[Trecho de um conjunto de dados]
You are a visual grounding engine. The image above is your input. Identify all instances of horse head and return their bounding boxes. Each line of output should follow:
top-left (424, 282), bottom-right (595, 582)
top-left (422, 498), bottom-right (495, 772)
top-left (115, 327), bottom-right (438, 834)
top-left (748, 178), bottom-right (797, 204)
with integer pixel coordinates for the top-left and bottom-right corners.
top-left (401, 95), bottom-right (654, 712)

» **Tarefa curta**
Transcreva todos os registros acima, linha por linha, sem alterar nada.

» **Exercício concluído**
You are a visual grounding engine. The image above is your input. Identify all instances of horse head and return their bounding boxes. Each line of output should follow:
top-left (424, 282), bottom-right (595, 582)
top-left (422, 498), bottom-right (495, 772)
top-left (115, 327), bottom-right (438, 834)
top-left (748, 178), bottom-right (797, 204)
with integer pixel coordinates for the top-left and bottom-right corners.
top-left (401, 95), bottom-right (654, 712)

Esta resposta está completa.